• [Assigned task 1]:
Decide whether each statement agrees with the excerpt on barodontalgia below. Answer yes or no for each, and quote the words from the excerpt that settle it.
(a) 61% of the participants were aware of barodontalgia.
(b) In the simulated-flight study, the cases of pulpitis treated by root filling or by replacing a deep filling still caused pain at later low-pressure exposure.
(c) Lower molars are the teeth most affected.
• [Assigned task 2]:
According to the excerpt on barodontalgia below, what percentage of the pilots had never experienced barodontalgia?

• [Excerpt]:

# # #

According to the results of our study, as DVF increased, KB also increased. According to these findings, pilots with poorer oral hygiene may have experienced more dental pain and visited the dentist more often, and their KB may have increased with more information provided by the dentist. Similarly, pilots with less DVF may have better oral hygiene. Therefore, as a result of fewer visits to the dentist, they may have received less information from the dentist about barodontalgia, and therefore their KBs may have been lower. The fact that 45% of the pilots had never experienced barodontalgia, while 29.5%, 17.4%, and 8% had experienced barodontalgia once, twice, and three times, respectively, could also be attributed to their good oral hygiene and the types of pathologies that may be present in their mouths, the absence of a serious lesion, or the relatively small size of the lesion.

Regarding KB, 61% of the participants were aware of barodontalgia, but 39% were not. The frequency of dental visits varied among the pilots: 34.4% and 35.2% had regular check-ups every 6 months and annually, regarding, whereas 30.4% visited the dentist only when they experienced problems. Higher KB and DVF were observed in the group with barodontalgia. These findings suggest that the experience of flight-related toothache led to increased DVF and barodontalgia awareness. In contrast, pilots without such experiences had lower KB and DVF.

Barodontalgia, often triggered by barotraumas such as barosinusitis and barotitis media (Jayasrikrupaa et al., 2020), is not a pathological condition itself but a symptom of pre-existing conditions exacerbated by pressure changes during flight or diving. Underlying causes can include faulty restorations, caries, pulpitis, pulp necrosis or gangrene, periapical lesions, various periodontal diseases, sinusitis, otitis media, temporomandibular joint disorders, and jawbone pathologies.

In the high-altitude simulation study by Kollmann (1993) the most common cause of barodontalgia was identified as closed pulp teeth with deep caries (36%), followed by vital pulp treatment (29%), and pulpitis or apical periodontitis (14%). This ranking of prevalence is consistent with the present study, which showed that deep fillings (64%) and canal treatments-apical periodontitis (48%) were common.

In a study involving 11,617 personnel in simulated high-altitude flights up to 43,000 ft, only 30 (0.26%) individuals reported toothaches (barodontalgia). Among these individuals, 25 experienced 28 episodes of pain; chronic pulpitis was suspected in 22 cases and maxillary sinusitis was suspected in two cases. No pathologies were identified in four cases. In 10 cases where pulpitis was treated by root filling or the replacement of a deep filling, subsequent low-pressure exposure did not result in pain (Kollmann, 1993).

Toothaches at altitudes >5,000 ft can affect both healthy and restored teeth; they are presumed to result from severe pressure changes. The incidence of such pain has persisted despite advancements in flight conditions. These toothaches pose challenges for flyers, including commercial passengers and civilian and military pilots. The occurrence of barodontalgia is influenced by various factors, with potential links between symptoms and underlying pulp pathology. Pathologies may include increased exudate leading to necrosis and hypothermia. Indirect toothaches can arise from upper alveolar nerve stimulation due to maxillary barosinusitis or anatomical malformations. Pain frequently occurs while gaining altitude, and upper molars are most affected. Comprehensive clinical and radiological examinations are crucial. Regular dental checks are important for flight crews, with particular emphasis on preventive treatments. Barodontalgia can be significantly reduced through proper root and tooth care (Alwohaibi et al., 2020).

# # #

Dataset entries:
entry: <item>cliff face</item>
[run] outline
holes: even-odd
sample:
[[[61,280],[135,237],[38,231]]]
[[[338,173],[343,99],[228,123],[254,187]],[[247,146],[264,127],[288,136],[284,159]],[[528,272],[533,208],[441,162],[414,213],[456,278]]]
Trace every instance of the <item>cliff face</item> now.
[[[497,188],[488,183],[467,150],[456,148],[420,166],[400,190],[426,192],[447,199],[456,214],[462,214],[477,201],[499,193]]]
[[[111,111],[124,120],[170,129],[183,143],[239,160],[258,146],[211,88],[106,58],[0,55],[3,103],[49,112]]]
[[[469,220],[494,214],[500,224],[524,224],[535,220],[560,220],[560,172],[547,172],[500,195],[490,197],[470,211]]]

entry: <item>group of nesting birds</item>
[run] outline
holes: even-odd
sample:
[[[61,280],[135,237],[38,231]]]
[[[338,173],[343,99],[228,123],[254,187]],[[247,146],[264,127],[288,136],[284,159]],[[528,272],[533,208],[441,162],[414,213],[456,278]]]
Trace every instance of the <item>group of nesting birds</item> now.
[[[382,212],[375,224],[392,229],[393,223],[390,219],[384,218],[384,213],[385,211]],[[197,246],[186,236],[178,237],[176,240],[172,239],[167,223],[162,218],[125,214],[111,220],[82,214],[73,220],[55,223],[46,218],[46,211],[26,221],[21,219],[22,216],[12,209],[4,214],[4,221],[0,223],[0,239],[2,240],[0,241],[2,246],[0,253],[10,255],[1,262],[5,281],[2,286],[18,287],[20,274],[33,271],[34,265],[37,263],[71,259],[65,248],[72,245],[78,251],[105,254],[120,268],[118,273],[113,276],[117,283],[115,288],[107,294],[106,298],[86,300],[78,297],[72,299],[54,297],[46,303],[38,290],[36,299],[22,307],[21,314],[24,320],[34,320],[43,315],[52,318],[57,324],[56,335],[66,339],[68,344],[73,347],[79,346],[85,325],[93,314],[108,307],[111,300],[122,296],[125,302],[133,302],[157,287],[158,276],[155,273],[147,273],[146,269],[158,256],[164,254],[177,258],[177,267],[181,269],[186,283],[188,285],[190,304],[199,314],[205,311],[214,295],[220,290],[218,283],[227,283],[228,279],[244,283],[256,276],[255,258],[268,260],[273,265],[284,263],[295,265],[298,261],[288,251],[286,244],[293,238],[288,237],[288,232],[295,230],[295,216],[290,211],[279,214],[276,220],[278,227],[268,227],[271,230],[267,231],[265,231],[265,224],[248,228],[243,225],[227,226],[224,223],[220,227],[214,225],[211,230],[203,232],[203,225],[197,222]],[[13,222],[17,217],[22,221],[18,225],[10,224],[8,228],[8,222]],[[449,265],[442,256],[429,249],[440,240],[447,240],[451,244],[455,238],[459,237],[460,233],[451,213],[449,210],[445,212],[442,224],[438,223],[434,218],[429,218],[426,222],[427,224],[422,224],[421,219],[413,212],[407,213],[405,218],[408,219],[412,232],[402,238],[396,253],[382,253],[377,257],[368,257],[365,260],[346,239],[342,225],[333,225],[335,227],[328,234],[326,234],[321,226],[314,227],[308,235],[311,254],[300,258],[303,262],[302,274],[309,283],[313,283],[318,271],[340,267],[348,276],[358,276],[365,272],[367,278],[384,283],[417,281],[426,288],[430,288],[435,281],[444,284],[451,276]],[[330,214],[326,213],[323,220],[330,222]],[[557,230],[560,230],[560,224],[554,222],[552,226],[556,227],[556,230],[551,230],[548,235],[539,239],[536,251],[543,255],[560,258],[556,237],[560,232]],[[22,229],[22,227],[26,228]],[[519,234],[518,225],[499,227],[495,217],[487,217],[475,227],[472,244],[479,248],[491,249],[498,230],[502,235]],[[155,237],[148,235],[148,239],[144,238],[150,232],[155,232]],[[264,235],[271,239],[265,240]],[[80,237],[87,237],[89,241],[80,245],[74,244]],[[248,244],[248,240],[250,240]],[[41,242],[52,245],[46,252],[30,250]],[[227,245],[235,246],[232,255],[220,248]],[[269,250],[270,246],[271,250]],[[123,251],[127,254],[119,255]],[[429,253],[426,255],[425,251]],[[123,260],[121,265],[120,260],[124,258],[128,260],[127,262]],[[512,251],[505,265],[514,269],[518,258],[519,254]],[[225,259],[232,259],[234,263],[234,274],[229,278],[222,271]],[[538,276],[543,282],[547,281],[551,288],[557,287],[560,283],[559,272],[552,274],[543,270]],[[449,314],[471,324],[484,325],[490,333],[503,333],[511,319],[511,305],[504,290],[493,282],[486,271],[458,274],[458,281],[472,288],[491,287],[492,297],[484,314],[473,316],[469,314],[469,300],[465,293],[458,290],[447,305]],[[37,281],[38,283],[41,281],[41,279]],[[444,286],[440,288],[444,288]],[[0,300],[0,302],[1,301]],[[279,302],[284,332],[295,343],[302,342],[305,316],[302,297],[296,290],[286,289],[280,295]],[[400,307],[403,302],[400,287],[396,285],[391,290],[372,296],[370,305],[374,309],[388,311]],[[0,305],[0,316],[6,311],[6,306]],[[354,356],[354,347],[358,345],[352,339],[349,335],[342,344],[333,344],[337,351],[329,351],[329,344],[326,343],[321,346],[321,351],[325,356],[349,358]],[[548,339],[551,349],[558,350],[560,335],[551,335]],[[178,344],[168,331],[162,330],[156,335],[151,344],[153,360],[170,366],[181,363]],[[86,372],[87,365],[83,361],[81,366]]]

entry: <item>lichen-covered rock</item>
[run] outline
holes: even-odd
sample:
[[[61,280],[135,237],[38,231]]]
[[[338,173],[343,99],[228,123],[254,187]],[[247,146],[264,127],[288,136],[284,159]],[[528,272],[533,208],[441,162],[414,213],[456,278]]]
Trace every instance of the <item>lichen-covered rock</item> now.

# # #

• [Written answer 1]:
(a) Yes: "61% of the participants were aware of barodontalgia, but 39% were not."
(b) No: "In 10 cases where pulpitis was treated by root filling or the replacement of a deep filling, subsequent low-pressure exposure did not result in pain"
(c) No: "upper molars are most affected."

• [Written answer 2]:
45% of the pilots had never experienced barodontalgia.